• Task
Render the lines below as a numbered list without blank lines. Begin at the line that contains "Your task is to locate every instance of white" and stop after the line that contains "(608, 444), (801, 486)", including both.

• Provided data
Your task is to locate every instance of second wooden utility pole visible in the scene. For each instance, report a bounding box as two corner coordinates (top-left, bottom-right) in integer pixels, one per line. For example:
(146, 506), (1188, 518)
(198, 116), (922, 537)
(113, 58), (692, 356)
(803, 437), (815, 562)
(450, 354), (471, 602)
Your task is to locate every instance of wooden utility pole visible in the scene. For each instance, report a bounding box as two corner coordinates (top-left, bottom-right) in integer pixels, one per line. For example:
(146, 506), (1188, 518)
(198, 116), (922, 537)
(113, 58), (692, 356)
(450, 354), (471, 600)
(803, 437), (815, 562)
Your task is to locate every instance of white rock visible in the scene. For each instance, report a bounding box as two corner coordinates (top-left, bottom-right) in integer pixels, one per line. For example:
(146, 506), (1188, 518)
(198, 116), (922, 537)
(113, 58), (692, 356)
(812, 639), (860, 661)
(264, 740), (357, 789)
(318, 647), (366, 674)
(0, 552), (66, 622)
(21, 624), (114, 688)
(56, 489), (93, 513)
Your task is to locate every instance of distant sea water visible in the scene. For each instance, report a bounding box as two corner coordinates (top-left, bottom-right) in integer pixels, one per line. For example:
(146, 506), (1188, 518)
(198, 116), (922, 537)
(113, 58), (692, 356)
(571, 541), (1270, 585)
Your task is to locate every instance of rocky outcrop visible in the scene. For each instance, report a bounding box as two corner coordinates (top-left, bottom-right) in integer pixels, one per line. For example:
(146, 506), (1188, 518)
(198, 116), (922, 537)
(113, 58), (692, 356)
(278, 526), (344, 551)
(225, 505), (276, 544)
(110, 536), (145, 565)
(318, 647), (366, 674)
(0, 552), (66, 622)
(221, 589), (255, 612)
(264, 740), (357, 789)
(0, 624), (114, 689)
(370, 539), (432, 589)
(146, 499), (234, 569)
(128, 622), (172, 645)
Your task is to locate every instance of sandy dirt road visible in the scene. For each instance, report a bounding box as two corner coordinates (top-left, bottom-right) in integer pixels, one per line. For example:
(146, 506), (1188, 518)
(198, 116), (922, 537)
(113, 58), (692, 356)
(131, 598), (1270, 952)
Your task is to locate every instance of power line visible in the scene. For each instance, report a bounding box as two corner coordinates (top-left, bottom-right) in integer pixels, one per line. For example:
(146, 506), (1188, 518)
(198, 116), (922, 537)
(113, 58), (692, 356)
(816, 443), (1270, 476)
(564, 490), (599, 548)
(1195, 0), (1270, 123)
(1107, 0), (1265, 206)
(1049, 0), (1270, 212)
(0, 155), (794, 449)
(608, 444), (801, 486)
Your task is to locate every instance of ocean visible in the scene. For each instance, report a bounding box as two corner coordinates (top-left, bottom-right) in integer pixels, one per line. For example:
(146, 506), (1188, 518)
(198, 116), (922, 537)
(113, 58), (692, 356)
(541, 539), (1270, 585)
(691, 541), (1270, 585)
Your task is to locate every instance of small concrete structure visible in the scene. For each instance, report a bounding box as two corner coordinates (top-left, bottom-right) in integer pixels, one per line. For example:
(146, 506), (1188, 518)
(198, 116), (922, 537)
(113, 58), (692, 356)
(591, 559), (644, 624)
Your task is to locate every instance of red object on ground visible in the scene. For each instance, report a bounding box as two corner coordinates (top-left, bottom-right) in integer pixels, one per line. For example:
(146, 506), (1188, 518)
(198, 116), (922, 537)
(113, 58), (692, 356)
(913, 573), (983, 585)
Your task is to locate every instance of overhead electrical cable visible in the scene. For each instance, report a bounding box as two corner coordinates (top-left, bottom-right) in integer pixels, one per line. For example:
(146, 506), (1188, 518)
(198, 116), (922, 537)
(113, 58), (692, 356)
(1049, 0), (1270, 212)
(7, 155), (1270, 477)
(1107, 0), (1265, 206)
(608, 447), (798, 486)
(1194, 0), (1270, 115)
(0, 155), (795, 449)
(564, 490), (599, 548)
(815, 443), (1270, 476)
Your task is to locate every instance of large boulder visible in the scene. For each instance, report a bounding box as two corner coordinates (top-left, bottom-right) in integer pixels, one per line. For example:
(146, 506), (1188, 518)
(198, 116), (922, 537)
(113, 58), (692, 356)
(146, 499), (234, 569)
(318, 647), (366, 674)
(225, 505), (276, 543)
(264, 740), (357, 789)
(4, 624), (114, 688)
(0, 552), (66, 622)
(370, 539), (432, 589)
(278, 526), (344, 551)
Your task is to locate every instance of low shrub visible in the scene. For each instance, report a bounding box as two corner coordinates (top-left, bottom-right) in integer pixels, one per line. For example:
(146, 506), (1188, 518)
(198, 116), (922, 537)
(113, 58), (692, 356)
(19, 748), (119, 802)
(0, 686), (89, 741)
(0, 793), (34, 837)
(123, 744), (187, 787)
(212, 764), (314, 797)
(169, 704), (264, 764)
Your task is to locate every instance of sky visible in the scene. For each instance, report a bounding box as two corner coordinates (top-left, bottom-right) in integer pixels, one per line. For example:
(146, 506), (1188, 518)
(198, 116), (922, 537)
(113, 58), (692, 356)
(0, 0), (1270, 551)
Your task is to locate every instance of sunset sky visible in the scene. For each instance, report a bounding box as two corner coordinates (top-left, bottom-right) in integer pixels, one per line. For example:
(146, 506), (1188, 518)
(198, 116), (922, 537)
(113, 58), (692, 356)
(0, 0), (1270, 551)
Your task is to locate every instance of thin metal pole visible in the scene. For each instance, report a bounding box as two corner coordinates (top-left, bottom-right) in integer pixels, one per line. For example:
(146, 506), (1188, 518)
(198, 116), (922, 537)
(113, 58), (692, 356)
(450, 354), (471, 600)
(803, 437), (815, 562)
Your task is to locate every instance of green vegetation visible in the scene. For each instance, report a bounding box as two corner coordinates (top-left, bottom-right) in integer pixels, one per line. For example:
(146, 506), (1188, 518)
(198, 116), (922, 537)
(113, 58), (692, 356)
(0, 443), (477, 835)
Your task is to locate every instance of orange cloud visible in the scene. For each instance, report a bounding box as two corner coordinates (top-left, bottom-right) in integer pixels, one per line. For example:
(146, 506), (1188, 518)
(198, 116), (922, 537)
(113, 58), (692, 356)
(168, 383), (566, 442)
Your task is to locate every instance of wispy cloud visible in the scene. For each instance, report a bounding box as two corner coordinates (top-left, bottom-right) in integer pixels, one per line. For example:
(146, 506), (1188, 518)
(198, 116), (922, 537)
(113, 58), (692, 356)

• Final result
1. Your task is to locate every instance of white rock visible in the scene. For each instance, report a bounding box as two corner coordinates (top-left, bottom-right) in integer pixels, one per line. For example:
2. (146, 506), (1188, 518)
3. (198, 116), (922, 537)
4. (113, 58), (692, 356)
5. (812, 639), (860, 661)
6. (264, 740), (357, 789)
7. (318, 647), (366, 674)
8. (0, 552), (66, 622)
9. (21, 624), (114, 688)
10. (56, 489), (93, 513)
11. Your task is to locate every instance of distant sea water visible in the scene. For each instance, report a bounding box as two corner coordinates (top-left, bottom-right) in integer pixels, one per line. For example:
12. (146, 506), (1188, 518)
13. (198, 116), (922, 537)
14. (113, 58), (692, 356)
15. (571, 541), (1270, 585)
16. Your task is to locate every instance of rocky outcrop visible in the scene. For each instance, report a bounding box as two corner coordinates (top-left, bottom-right) in integer pixels, one per line. For example:
17. (146, 506), (1188, 518)
18. (198, 116), (922, 537)
19. (113, 58), (692, 356)
20. (278, 526), (344, 551)
21. (225, 505), (276, 544)
22. (110, 536), (145, 565)
23. (318, 647), (366, 674)
24. (0, 552), (66, 622)
25. (221, 589), (255, 612)
26. (264, 740), (357, 789)
27. (0, 624), (114, 689)
28. (370, 539), (432, 589)
29. (146, 499), (234, 569)
30. (128, 622), (172, 645)
31. Your task is to locate every instance of sandy dirt road visible in the scene. For each instance, report a bounding box as two corner coordinates (top-left, bottom-right) in integer pixels, one per line. For example:
32. (146, 506), (1188, 518)
33. (198, 116), (922, 537)
34. (113, 58), (692, 356)
35. (131, 598), (1270, 952)
36. Your task is to locate every instance of power line visible in the scene. For each instance, report a bounding box as two corner coordinates (top-left, bottom-right) in integer pixels, one per line. For example:
37. (146, 506), (1188, 518)
38. (198, 116), (922, 537)
39. (113, 58), (692, 356)
40. (816, 443), (1270, 476)
41. (564, 490), (599, 548)
42. (1195, 0), (1270, 123)
43. (1107, 0), (1265, 206)
44. (1049, 0), (1270, 212)
45. (0, 155), (794, 449)
46. (608, 444), (801, 486)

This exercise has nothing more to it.